## Page excerpt
========================================
Empress consort of the Eastern Jin dynasty
- Tenure: 1 October 375 – 24 October 380
- Predecessor: Empress Yu Daolian
- Successor: Empress Wang Shen'ai
- Born: c.360
- Died: 24 October 380 (aged 19–20) Jiankang, Eastern Jin
- Spouse: Emperor Xiaowu of Jin

Posthumous name
- Empress Xiaowuding (孝武定皇后)
- Father: Wang Yun
- Mother: Lady Liu

= Wang Fahui =

Empress Wang Fahui (王法慧 (Wáng Fǎhuì); c.360 – 24 October 380), formally Empress Xiaowuding (孝武定皇后 (Xiàowǔdìng huánghòu); literally "the filial, martial, and quieting empress") was an empress during the Jin Dynasty (266–420). Her husband was Emperor Xiaowu. She was a niece of Wang Muzhi, another empress of the Eastern Jin.
========================================
## Data excerpt

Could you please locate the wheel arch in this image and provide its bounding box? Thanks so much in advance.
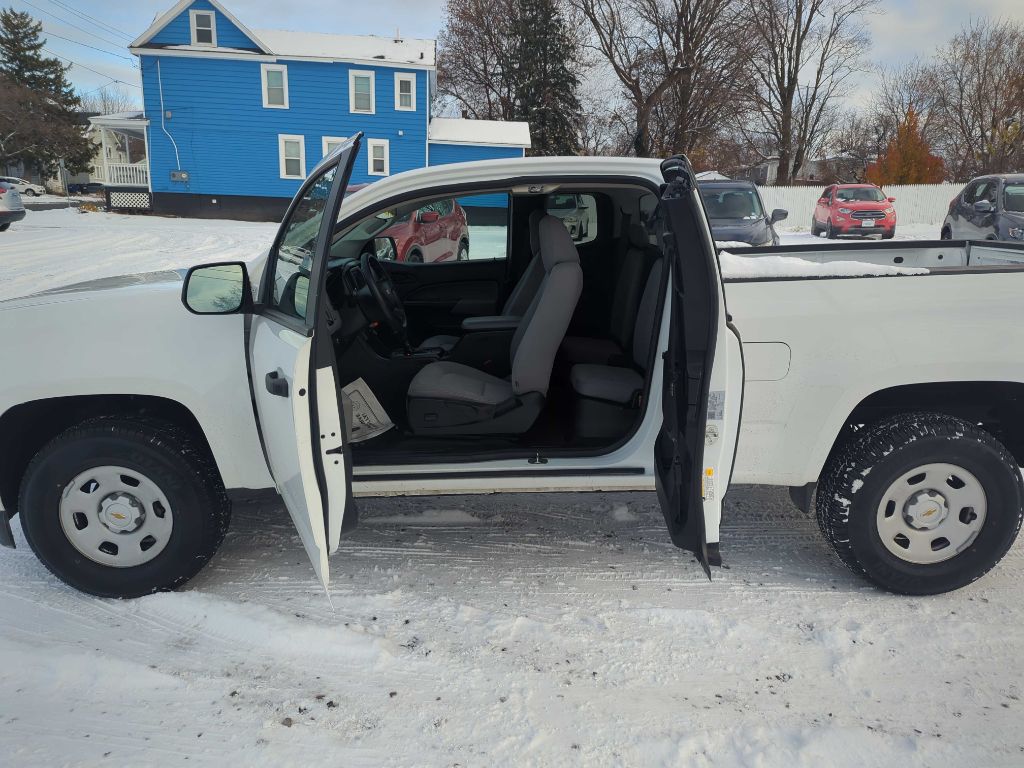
========================================
## Required work
Copy the entire Wang Fahui text above word for word, from its opening line through its final sentence.

## The response
Empress consort of the Eastern Jin dynasty
- Tenure: 1 October 375 – 24 October 380
- Predecessor: Empress Yu Daolian
- Successor: Empress Wang Shen'ai
- Born: c.360
- Died: 24 October 380 (aged 19–20) Jiankang, Eastern Jin
- Spouse: Emperor Xiaowu of Jin

Posthumous name
- Empress Xiaowuding (孝武定皇后)
- Father: Wang Yun
- Mother: Lady Liu

= Wang Fahui =

Empress Wang Fahui (王法慧 (Wáng Fǎhuì); c.360 – 24 October 380), formally Empress Xiaowuding (孝武定皇后 (Xiàowǔdìng huánghòu); literally "the filial, martial, and quieting empress") was an empress during the Jin Dynasty (266–420). Her husband was Emperor Xiaowu. She was a niece of Wang Muzhi, another empress of the Eastern Jin.